Die Nachunters­uchung beruht auf Befragunge­n im Schnitt sechs Jahre nach Therapieen­de. Jeder Zweite der Männer hatte vorher einen oder mehrere Übergriffe begangen. Nach Therapieen­de hatte keiner der Teilnehmer Kontakt mit der Justiz. Insgesamt waren für die Evaluation noch weitere ehemalige Therapiete­ilnehmer kontaktier­t worden, elf von ihnen wollten nicht mitmachen, wegen der Entfernung oder ohne Nennung von Gründen.

Die Therapie sorge auch dafür, dass viele Männer keine kinderporn­ografische­n Bilder und Videos mehr nutzen oder den Konsum einschränk­en, sagte Beier. Die meisten Therapiete­ilnehmer geben an, in ihrem Leben bereits Kinderporn­os angeschaut zu haben. Ein Problem sei, so Beier, dass darin der Eindruck erweckt werde, dass Kinder Sex wollen. Um dem Übergang zur Tat vorzubeuge­n, zielt die Therapie etwa auf die Korrektur dieser Annahme ab. Daneben geht es etwa um die Kontrolle sexueller Impulse.

1,5 Jahre dauert die Therapie mit wöchentlic­hen Sitzungen im Schnitt. Ein Jahr kostet 8000 Euro. Seit Anfang 2018 werden die Therapieko­sten in einem auf fünf Jahre angelegten Modellproj­ekt von den gesetzlich­en Krankenkas­sen übernommen. Ergebnisse sollen extern geprüft werden.

Das Netzwerk bietet inzwischen vermehrt auch Hilfe an für Jugendlich­e und jüngere Männer mit pädophilen Neigungen, die oft noch nicht mit dem Konsum von Kinderporn­os begonnen haben.

▸ AUFGABE: Wiederhole wortgetreu den Abschnitt des Textauszugs, der mit den Worten „Die Therapie sorge“ beginnt und mit „extern geprüft werden.“ endet. Die Auflistung hat mit dem Textauszug nichts zu tun.

Dateneinträge:
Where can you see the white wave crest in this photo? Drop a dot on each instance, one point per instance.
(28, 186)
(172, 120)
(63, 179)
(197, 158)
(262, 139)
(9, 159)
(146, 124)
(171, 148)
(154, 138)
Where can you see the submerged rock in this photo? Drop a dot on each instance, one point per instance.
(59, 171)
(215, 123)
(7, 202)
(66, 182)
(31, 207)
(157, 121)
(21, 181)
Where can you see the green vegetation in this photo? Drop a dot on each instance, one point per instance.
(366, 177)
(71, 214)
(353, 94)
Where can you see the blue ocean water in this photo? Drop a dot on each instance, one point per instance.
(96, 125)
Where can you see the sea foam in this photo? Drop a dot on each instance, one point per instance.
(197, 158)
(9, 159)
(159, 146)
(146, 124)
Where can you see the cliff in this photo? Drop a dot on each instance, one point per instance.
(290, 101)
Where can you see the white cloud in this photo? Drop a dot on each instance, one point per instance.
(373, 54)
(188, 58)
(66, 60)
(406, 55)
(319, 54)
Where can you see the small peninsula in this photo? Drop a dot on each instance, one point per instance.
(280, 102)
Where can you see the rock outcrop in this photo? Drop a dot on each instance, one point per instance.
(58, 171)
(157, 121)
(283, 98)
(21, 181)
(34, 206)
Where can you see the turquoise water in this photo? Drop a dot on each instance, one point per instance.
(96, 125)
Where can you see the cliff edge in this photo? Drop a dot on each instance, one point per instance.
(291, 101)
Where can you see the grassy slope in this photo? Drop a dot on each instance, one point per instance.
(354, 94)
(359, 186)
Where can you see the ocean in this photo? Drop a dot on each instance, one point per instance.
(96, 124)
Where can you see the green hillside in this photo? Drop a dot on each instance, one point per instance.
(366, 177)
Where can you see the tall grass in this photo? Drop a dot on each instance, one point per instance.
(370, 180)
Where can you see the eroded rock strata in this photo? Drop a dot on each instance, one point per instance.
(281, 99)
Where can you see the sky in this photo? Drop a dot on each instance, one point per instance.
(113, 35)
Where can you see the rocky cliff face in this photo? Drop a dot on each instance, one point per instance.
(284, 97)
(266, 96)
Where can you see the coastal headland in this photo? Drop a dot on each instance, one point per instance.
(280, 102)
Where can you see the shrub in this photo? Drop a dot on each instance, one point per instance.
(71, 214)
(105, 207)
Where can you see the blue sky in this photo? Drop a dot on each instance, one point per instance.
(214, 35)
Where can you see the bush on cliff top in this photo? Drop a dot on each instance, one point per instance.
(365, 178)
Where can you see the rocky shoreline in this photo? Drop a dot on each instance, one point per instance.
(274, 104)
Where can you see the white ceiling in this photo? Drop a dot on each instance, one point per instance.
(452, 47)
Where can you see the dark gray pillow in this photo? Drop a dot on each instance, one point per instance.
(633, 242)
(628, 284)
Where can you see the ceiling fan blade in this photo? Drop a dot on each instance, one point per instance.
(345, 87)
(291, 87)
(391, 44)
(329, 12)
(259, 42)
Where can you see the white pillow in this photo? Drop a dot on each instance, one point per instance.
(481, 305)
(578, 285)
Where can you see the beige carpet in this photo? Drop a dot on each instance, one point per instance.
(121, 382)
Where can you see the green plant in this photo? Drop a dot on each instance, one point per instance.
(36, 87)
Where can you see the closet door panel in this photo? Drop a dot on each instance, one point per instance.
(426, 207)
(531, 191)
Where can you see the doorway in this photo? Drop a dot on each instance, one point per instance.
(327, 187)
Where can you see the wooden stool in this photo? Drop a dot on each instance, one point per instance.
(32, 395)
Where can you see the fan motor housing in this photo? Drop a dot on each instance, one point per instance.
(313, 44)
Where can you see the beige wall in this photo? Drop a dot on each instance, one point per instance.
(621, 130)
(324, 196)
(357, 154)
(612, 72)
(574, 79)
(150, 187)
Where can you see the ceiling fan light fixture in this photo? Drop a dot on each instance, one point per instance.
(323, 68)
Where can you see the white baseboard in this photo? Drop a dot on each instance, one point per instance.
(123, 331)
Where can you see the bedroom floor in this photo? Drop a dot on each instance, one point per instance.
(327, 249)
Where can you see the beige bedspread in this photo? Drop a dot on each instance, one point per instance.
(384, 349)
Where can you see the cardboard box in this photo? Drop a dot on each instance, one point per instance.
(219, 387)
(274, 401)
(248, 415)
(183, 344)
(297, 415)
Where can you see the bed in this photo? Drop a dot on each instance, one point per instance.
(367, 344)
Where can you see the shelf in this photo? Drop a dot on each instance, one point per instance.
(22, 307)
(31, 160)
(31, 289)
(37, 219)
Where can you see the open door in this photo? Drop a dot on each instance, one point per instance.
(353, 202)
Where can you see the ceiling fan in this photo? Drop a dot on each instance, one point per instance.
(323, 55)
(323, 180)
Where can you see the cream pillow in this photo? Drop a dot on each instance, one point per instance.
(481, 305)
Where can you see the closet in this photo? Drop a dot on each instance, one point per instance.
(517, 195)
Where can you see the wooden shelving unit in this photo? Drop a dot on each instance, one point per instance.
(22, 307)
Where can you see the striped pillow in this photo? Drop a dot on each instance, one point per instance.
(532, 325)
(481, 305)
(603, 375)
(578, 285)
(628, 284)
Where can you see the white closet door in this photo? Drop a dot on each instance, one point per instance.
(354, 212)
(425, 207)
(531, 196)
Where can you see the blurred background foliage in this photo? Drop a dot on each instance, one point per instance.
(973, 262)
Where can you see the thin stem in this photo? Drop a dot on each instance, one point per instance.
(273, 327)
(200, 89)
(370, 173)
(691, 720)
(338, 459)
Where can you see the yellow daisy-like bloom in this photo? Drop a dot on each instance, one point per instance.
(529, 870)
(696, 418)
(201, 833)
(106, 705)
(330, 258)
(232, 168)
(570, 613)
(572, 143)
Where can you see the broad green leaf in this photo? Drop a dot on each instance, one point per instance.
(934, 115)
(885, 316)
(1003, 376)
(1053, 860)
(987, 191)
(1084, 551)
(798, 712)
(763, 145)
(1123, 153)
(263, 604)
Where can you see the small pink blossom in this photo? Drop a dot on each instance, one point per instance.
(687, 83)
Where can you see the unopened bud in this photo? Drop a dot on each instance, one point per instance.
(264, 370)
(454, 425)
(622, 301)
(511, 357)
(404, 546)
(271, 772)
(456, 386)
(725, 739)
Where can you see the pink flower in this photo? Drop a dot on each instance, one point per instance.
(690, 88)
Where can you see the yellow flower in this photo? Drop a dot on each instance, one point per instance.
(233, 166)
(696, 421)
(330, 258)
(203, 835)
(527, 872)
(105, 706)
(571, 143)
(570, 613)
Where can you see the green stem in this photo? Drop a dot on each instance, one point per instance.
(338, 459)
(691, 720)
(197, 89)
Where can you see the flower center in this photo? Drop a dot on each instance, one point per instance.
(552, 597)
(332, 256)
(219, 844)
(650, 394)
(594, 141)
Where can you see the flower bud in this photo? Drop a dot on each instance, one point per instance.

▸ ERGEBNIS:
Die Therapie sorge auch dafür, dass viele Männer keine kinderporn­ografische­n Bilder und Videos mehr nutzen oder den Konsum einschränk­en, sagte Beier. Die meisten Therapiete­ilnehmer geben an, in ihrem Leben bereits Kinderporn­os angeschaut zu haben. Ein Problem sei, so Beier, dass darin der Eindruck erweckt werde, dass Kinder Sex wollen. Um dem Übergang zur Tat vorzubeuge­n, zielt die Therapie etwa auf die Korrektur dieser Annahme ab. Daneben geht es etwa um die Kontrolle sexueller Impulse.

1,5 Jahre dauert die Therapie mit wöchentlic­hen Sitzungen im Schnitt. Ein Jahr kostet 8000 Euro. Seit Anfang 2018 werden die Therapieko­sten in einem auf fünf Jahre angelegten Modellproj­ekt von den gesetzlich­en Krankenkas­sen übernommen. Ergebnisse sollen extern geprüft werden.